--- begin ---

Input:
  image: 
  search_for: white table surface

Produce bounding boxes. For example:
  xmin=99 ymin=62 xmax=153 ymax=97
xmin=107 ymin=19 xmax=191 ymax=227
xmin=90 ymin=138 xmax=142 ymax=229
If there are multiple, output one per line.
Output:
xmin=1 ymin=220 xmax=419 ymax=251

--- end ---

=== Given instruction ===
Write out all of these lines again, requests included, with 53 added to each box coordinate in the answers.

=== Reply ===
Input:
  image: 
  search_for: white table surface

Produce bounding boxes. For example:
  xmin=99 ymin=62 xmax=153 ymax=97
xmin=107 ymin=19 xmax=191 ymax=227
xmin=90 ymin=138 xmax=142 ymax=229
If there are multiple, output one per line.
Output:
xmin=54 ymin=273 xmax=472 ymax=304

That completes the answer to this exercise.